- _Given text_:
+--

It’s been said many times, by many security pundits over the last few years: “identity is the new perimeter”, “identity is the new firewall” and strong identity authentication is a cornerstone of a Zero trust strategy. And certainly, Azure Active Directory (AAD), as Microsoft’s central identity directory has been adapting more and more security features over the last few years, and indeed AAD is one third of Entra.
The second part is Microsoft Entra Permissions Management (MEPM? EPM?), based on the recent CloudKnox acquisition and finally, there’s Microsoft Entra Verified ID for decentralized identities.
Let’s dig into what each of these offers and why you should consider using them.
Incidentally, if you’re wondering about the name, it’s an allusion to Entrance / gaining entry and it ties in with two other name changes a little while ago – all the privacy-focused services in Microsoft 365 are now under the “Priva” name and all the compliance features are under the Purview name.

+--

(Point-based annotation data)
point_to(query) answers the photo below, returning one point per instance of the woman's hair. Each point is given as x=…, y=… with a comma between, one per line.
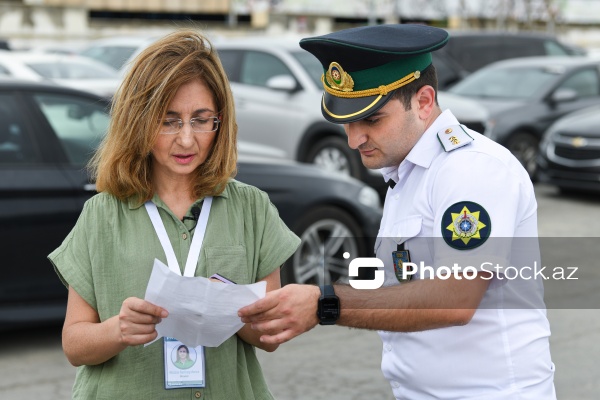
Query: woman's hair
x=122, y=164
x=183, y=346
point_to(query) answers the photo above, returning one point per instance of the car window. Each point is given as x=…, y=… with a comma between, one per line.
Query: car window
x=72, y=70
x=259, y=67
x=586, y=83
x=516, y=83
x=115, y=56
x=16, y=146
x=231, y=60
x=555, y=49
x=78, y=123
x=311, y=64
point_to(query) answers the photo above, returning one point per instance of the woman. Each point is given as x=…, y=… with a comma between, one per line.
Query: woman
x=172, y=143
x=183, y=357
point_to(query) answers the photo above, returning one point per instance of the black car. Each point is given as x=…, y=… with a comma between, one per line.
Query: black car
x=524, y=96
x=47, y=134
x=570, y=152
x=468, y=51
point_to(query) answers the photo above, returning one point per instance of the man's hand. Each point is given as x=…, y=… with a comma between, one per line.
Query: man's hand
x=137, y=321
x=283, y=314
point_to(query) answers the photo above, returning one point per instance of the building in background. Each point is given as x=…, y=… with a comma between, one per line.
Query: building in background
x=35, y=21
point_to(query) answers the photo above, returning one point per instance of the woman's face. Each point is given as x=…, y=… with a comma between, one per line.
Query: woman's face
x=182, y=354
x=176, y=156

+--

- _Work to do_:
List the three parts that make up Microsoft Entra, as named in the text about Microsoft Entra.

- _Result_:
Azure Active Directory (AAD), Microsoft Entra Permissions Management, Microsoft Entra Verified ID